>> Start RECORDS SHOWN

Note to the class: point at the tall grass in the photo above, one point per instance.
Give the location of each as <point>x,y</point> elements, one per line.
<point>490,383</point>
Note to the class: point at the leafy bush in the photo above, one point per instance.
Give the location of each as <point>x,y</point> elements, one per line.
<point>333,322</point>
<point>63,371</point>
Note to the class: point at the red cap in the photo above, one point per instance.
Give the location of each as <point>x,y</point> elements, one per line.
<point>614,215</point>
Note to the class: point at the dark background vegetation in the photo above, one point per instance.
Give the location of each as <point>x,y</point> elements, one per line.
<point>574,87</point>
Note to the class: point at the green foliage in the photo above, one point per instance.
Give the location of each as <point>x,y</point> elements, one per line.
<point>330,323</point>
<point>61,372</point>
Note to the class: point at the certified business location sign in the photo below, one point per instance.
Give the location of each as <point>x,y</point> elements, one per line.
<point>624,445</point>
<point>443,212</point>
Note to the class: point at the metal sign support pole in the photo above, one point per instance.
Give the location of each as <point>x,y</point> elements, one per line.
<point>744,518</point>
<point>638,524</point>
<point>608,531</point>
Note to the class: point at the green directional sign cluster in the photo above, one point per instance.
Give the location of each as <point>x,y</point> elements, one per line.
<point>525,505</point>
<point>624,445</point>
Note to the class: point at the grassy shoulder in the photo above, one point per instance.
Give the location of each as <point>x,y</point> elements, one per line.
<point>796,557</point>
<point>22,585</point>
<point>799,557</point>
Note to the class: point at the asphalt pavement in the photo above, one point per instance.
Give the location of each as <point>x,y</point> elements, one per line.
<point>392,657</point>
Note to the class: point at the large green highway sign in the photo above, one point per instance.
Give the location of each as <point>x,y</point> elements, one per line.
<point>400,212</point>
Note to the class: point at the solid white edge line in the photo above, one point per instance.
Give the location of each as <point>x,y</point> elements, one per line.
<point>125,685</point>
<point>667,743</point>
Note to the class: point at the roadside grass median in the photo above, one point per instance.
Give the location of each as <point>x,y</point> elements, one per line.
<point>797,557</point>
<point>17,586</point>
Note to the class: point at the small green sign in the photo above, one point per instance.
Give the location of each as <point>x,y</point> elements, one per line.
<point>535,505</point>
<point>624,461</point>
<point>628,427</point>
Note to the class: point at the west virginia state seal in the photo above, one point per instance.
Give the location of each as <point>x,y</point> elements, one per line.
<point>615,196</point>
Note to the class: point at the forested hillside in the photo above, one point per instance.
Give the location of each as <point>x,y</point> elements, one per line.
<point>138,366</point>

>> End RECORDS SHOWN

- SHORT EXERCISE -
Rewrite the rows from the line that contains "Note to the class: point at the green directional" up to and including the line that contains "<point>392,657</point>". Keep the requests as they are, and add 5 to every coordinate in the answers.

- SOLUTION BELOW -
Note to the class: point at the green directional sign cluster in the photo above, one point per instance.
Give the location of each as <point>x,y</point> elements, one per line.
<point>530,510</point>
<point>629,450</point>
Note to the class: point at the grassy shoulder in the photo above, one point per instance.
Give the location of each as <point>x,y</point> elements, one per line.
<point>801,562</point>
<point>27,590</point>
<point>804,562</point>
Note to the class: point at the asphalt pavement in the photo above, one point per instance.
Give the location of each as <point>x,y</point> elements, one per line.
<point>397,662</point>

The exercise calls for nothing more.